Texte de lecture>
Cartas le fueron venidas
Que Alhama era ganada ;
Las cartas echó en fuego
Y à mensagero matara.
    Ay de mi ! Alhama !

« Des lettres lui furent envoyées, annonçant la prise d’Alhama ; il jeta les lettres au feu, et fit tuer le messager. — Hélas ! pauvre Alhama ! »

Puis le roi donne l’ordre de sonner les trompettes de guerre, les añafiles d’argent et les timbales, pour appeler aux armes les Mores de la Veya de Grenade. — Pourquoi, dit un vieux More, le roi nous appelle-t-il ainsi ?

Aveys de saber, amigos
Una nueva destichada ;
Los cristianos con braveza
Nos han ganado à Alhama.
    Ay de mi ! Alhama !

« Apprenez, mes amis, un nouveau malheur : les chrétiens, pleins de bravoure, nous ont enlevé Alhama. — Hélas ! pauvre Alhama ! »

Un vieil Alfaqui à la barbe blanche s’approche de Boabdil : Tu l’as bien mérité, ô roi ! Pourquoi as-tu fait périr les Abencerrages, qui étaient la fleur de Grenade ?

Por eso bien mereces, rey
Una pena bien doblada :
Que te pierdas, tu y el reyno,
Y que se pierda Granada !
    Ay de mi ! Alhama !

« C’est pourquoi tu mérites bien, ô roi, le grand malheur qui t’arrive : le malheur de te perdre, toi et ton royaume ; celui de perdre Grenade ! — Hélas ! pauvre Alhama ! »

« Ce romance était si triste et si douloureux, dit un ancien auteur espagnol, qu’on fut obligé de défendre de le chanter ; car en quelque lieu qu’on le chantât, il provoquait la douleur et les larmes. »

D’Alhama nous nous dirigeâmes vers Loja, en laissant sur notre droite Santa-Fé, la ville des Rois catholiques : on sait comment fut bâtie Santa-Fé. Ferdinand et Isabelle, qui assiégeaient Grenade, ordonnèrent la construction d’une ville nouvelle au milieu de la Vega sur l’emplacement même du camp ; les soldats furent transformés en maçons et en charpentiers, et en moins de trois mois cette tâche prodigieuse fut accomplie ; la ville devint bientôt le centre d’un luxe extraordinaire : partout on voyait briller la soie, l’or et le brocart ; après la prise de Grenade, de grands priviléges furent octroyés à Santa-Fé, la seule ville d’Andalousie, dit un chroniqueur espagnol, qui n’ait jamais été souillée par l’hérésie musulmane. On prétend qu’Isabelle la Catholique ordonna de construire Santa-Fé pour montrer aux Mores que les Espagnols étaient décidés à ne pas abandonner le siége ; on a même ajouté que la reine avait fait un vœu assez singulier, celui de ne pas changer de chemise avant la prise de Grenade : or, le siége ayant duré plusieurs mois, le linge de la souveraine serait devenu quelque peu jaunâtre : de là le nom de la couleur Isabelle… Nous ne rappelons que pour mémoire, en passant, cette historiette qu’un écrivain espagnol a pris la peine de démentir, en la qualifiant de solemne patraña, un solennel mensonge.

Consigne donnée A> D'après le texte sur Alhama et Santa-Fé, en combien de temps Santa-Fé fut-elle construite ?
Consigne donnée B> Reproduisez fidèlement le passage du texte sur Alhama et Santa-Fé qui commence par "Cartas le fueron" et se poursuit jusqu'à "ganado à Alhama.".
Seul le texte sert de source.

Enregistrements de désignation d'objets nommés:
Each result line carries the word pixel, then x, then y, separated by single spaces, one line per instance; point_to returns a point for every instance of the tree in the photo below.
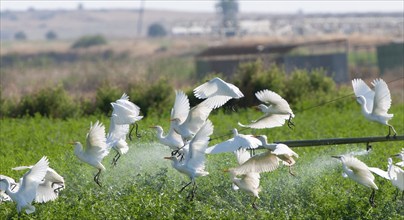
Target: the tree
pixel 20 35
pixel 156 30
pixel 51 35
pixel 228 10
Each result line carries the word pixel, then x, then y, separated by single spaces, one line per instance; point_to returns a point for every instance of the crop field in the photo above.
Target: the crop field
pixel 144 186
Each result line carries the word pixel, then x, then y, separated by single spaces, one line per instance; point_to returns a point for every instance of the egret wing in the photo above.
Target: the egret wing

Solution détaillée A> En moins de trois mois.

Solution détaillée B>
Cartas le fueron venidas
Que Alhama era ganada ;
Las cartas echó en fuego
Y à mensagero matara.
    Ay de mi ! Alhama !

« Des lettres lui furent envoyées, annonçant la prise d’Alhama ; il jeta les lettres au feu, et fit tuer le messager. — Hélas ! pauvre Alhama ! »

Puis le roi donne l’ordre de sonner les trompettes de guerre, les añafiles d’argent et les timbales, pour appeler aux armes les Mores de la Veya de Grenade. — Pourquoi, dit un vieux More, le roi nous appelle-t-il ainsi ?

Aveys de saber, amigos
Una nueva destichada ;
Los cristianos con braveza
Nos han ganado à Alhama.